- **EXCERPTED TEXT**:

····················

What this workflow does
This workflow reads a list of website domains from Google Sheets. It fetches the HTML content of each website. Then it cleans the content and sends it to OpenAI. OpenAI returns key company details like value proposition, industry, and market type. The workflow writes these details back into the Google Sheet. This saves time on manual web research and data entry.
Who should use this workflow
This helps marketing teams or researchers who collect company profiles from many websites. It fits users who want to quickly get business info without manually browsing. It works best for users with basic n8n skills and access to Google Sheets and OpenAI services.
Tools and services used
- Google Sheets: Stores input domain list and output company data.
- HTTP Request node: Fetches website HTML content.
- HTML Extract node: Extracts the full HTML body.
- Code node: Cleans HTML content to plain text.
- OpenAI node: Generates company business insights.
- Merge node: Combines original and AI data.
- Wait node: Pauses between batches to avoid rate limits.
Inputs, processing steps, and outputs
Inputs
- List of company domains from a Google Sheet column.
Processing steps
- Split domains into batches to handle them one by one.

····················

- **REQUIRED TASKS**:
A. In the n8n workflow description, what does the Wait node do, and for what reason?
B. Proceed with the n8n workflow description from its last line onward.
These items come from a separate source.

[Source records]
····················

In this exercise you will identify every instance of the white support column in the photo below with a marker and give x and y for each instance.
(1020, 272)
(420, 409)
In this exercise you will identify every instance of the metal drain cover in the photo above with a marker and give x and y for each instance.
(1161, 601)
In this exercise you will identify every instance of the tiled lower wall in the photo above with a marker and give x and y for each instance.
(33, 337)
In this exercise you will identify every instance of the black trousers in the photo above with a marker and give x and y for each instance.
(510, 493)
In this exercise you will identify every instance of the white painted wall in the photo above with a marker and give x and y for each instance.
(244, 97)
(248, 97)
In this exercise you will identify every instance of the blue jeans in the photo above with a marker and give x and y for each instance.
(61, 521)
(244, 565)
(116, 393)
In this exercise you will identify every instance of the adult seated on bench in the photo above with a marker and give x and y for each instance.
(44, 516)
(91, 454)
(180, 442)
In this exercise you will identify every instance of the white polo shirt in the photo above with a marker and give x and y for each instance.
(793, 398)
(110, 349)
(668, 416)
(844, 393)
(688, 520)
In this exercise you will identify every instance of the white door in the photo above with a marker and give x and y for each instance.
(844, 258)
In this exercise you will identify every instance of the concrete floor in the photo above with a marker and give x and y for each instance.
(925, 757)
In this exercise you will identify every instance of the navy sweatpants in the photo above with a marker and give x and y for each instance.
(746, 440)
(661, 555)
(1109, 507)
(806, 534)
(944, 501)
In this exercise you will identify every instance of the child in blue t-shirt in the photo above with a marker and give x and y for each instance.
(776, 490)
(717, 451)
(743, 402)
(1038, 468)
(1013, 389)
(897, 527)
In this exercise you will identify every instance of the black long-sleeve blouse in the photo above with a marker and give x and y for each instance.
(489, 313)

····················

- **ANSWERS BY TASK**:
A. It pauses between batches to avoid rate limits.

B.
- Send HTTP requests to fetch homepage HTML.
- Extract HTML with CSS selector “html”.
- Clean HTML content by removing extra spaces and truncating to 10,000 characters.
- Send cleaned text to OpenAI with a prompt to get value proposition, industry, target audience, and market type.
- Parse OpenAI’s JSON reply into separate fields.
- Merge AI data with original domain info.
- Update the Google Sheet with new insights.
- Wait some seconds before processing next batch.
Outputs
- Updated Google Sheet rows with new columns: Value Proposition, Industry, Target Audience, Market.
Beginner step-by-step: How to build this in n8n
1. Import the workflow
- Download the workflow file by clicking the Download button on this page.
- Go to n8n editor and click “Import from File”.
- Select the downloaded workflow and import it.
2. Configure credentials and settings
- Add Google Sheets OAuth2 credentials to allow reading and writing.
- Add OpenAI API Key credentials.
- Check and update the Google Sheet ID and Sheet Name if different.
- Verify that in the HTTP Request node, the URL matches the domain with correct “https://” prefix.
- Review the OpenAI prompt text if needed for industry changes. The prompt is inside the OpenAI node.
3. Test the workflow
- Run the workflow manually by clicking Execute.
- Verify the Google Sheet updates with extracted company data.
4. Activate for production
- After confirming the test work, turn on the workflow by clicking “Activate”.
- Optionally add triggers to schedule runs or integrate into other systems.
For users wanting full control over API keys and data, self-host n8n on a VPS can be an option.
Customization ideas
- Change the industry list inside the OpenAI prompt to better fit target sectors.
- Adjust the Wait node time to speed up or slow down batch processing.
- Modify the CSS selector in the HTML Extract node for cleaner or different sections of the page.
- Increase the slice length in the Clean Content code node to send more text to OpenAI.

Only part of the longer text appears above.